Excerpt provided:
■ ■ ■ ■ ■ ■ ■

“You need to be more aggressive.”

I nodded quietly at my baseball coach and walked back to home plate, where I attempted to muster up all the energy in my lithe, eight-year-old body to hit the ball. My helmet felt too big on my head. My milk-white pants felt too tight on my legs. I already had two strikes, and I knew that I was a swing and a miss away from my third. It didn’t even matter at that point. I wasn’t “aggressive” enough to play baseball, and I couldn’t pretend to be.

From an early age, most boys are expected to embody ideals of masculinity — strength and competitive attitudes — often in physical activities, like sports. Unfortunately, sports never really stuck with me.

During soccer tournaments, I would try to entertain myself with an inner monologue. I’d even sit on the field when I sensed the ball wasn’t going to be kicked in my direction. Basketball was fun at times, but my short stature made it difficult to compete against my much taller, faster and more athletic teammates. I played tennis for several years, but I never felt skilled enough to commit to it. Of every sport I played, baseball was the most excruciatingly tedious. I would often either be sitting in the dugouts or standing in the outfield, both of which were paradoxically the best and loneliest parts of my Minor League career.

It wasn’t until the end of eighth grade that I found a sport more suitable to my interests: cross-country running. I would spend each fall semester of high school running with my teammates in the dry San Fernando Valley heat, sweating and heaving until my calves grew sore. I felt incredible knowing that I was getting stronger and faster with every meet and practice, beating my personal records and starting to feel like “a man.”

As co-captain of my team during my senior year, I was thrust into a position of leadership that encouraged the macho, aggressive mentality I eschewed when I was younger. I needed to use a “manly,” aggressive voice to prove I could be a strong leader for my team.

Before becoming captain, I never expected to be the best runner or athlete or version of a man, because maybe I was never meant to be. I ran because I liked it, because it was good exercise and because it was easy. But perhaps I also ran because I felt the need to show myself and others that I was capable of expressing my masculinity in the most socially acceptable way possible: through sports.

For someone who doesn’t fully fit the dominant mold of masculinity, sports can be alienating. As I’ve grown older, I’ve found this alienation doesn’t escape the college campus either.



The Intramural Sports Building and the Central Campus Recreation Building are the largest gyms on campus, and they’re free and accessible to undergraduate and graduate students. Given the academic rigor and heavy workload of the college atmosphere, exercising at the gym makes for a great stress relief. It also helps that gyms have been statistically found to increase GPAs for college students.

■ ■ ■ ■ ■ ■ ■

Given request 1: Reproduce the listing from the line containing "Where can you spot the van sliding" through its final line, swapping "Annotate" for "Mark" and keeping everything else identical. Omit the pictures from your reply.

Records provided:

■ ■ ■ ■ ■ ■ ■

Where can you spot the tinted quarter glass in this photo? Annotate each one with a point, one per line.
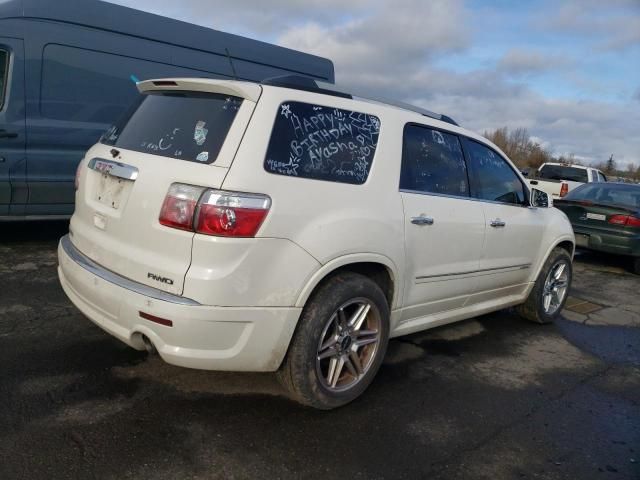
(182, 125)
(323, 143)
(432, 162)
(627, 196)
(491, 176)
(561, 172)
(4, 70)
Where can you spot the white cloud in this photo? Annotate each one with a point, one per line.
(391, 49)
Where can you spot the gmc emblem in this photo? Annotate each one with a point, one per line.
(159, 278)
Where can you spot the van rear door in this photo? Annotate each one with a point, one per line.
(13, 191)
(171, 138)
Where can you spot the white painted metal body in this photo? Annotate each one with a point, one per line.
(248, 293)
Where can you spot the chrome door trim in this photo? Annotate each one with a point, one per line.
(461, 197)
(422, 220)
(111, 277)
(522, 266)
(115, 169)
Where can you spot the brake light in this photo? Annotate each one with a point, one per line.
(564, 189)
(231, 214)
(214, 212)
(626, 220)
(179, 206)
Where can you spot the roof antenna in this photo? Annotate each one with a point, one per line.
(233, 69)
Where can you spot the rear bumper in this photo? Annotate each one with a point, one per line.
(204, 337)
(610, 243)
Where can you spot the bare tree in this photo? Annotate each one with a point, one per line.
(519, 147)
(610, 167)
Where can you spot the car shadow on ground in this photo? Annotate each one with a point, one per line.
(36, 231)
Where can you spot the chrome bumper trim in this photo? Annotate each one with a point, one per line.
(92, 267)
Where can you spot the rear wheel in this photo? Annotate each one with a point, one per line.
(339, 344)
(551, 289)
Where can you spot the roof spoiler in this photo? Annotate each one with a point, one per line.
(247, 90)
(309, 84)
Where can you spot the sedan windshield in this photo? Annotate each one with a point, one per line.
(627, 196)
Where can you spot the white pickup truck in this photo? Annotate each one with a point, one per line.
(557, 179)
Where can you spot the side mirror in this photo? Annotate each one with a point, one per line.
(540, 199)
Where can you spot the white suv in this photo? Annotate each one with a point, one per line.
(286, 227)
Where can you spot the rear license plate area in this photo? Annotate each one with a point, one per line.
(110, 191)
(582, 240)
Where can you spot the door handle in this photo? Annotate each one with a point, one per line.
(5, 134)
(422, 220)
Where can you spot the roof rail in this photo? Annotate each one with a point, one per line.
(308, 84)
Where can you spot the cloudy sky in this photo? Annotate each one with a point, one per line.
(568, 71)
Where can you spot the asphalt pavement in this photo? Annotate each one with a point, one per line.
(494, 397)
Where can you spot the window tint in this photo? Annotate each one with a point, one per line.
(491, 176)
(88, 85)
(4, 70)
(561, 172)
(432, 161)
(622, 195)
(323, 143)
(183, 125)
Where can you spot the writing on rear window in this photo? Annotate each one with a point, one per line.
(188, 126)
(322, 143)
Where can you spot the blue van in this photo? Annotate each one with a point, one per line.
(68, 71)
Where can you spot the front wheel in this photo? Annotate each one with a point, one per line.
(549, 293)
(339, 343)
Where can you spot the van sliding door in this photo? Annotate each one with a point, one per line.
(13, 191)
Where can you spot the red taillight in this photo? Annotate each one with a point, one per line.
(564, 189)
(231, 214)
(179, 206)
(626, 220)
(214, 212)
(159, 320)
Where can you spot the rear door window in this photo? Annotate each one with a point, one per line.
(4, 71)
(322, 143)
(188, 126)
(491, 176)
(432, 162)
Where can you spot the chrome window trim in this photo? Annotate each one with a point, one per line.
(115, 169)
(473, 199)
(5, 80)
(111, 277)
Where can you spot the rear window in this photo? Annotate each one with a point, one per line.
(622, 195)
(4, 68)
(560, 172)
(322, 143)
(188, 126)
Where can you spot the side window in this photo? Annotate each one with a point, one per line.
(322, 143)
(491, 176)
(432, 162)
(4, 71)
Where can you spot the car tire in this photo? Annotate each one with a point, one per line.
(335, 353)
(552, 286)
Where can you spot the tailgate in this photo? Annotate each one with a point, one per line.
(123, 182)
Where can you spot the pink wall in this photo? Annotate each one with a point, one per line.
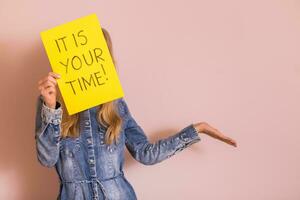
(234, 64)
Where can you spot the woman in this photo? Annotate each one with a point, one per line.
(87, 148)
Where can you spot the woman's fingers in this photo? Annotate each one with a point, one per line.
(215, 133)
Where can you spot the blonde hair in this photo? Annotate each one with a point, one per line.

■ ■ ■ ■ ■ ■ ■

Given request 2: In the essay about sports and masculinity, what sport did the writer take up at the end of eighth grade?

Final answer 1:
Where can you spot the van sliding door in this photo? Mark each one with a point, one per line.
(13, 191)
Where can you spot the red taillight in this photo? Mark each one with a point, one per line.
(564, 189)
(231, 214)
(179, 206)
(626, 220)
(214, 212)
(159, 320)
Where can you spot the rear door window in this photo? Mark each one with a point, one per line.
(4, 71)
(322, 143)
(188, 126)
(491, 176)
(432, 162)
Where can you spot the chrome window trim in this photo? Mark each one with a point, one per line.
(115, 169)
(473, 199)
(5, 80)
(111, 277)
Where can you spot the rear window in this photo? Mark each one with a point, one per line.
(622, 195)
(4, 68)
(560, 172)
(322, 143)
(188, 126)
Where can you spot the side window in this photo? Mark each one with a point, one per line.
(322, 143)
(491, 176)
(432, 162)
(4, 71)
Where can you spot the car tire in this photo? Mark each one with a point, one per line.
(335, 353)
(552, 286)
Where can you spot the tailgate in this photo? Mark each one with a point, one per line.
(123, 182)
Where can you spot the pink wall in this photo? Mark each one with a point, one per line.
(234, 64)
Where can you spot the woman in this photo? Mark each one with a point, one per line.
(87, 148)
Where can you spot the woman's fingers in this photo? Mark each one with a point, one per line.
(215, 133)
Where can you spot the blonde hair in this photo? Mark each one with a point, one per line.

Final answer 2: Cross-country running.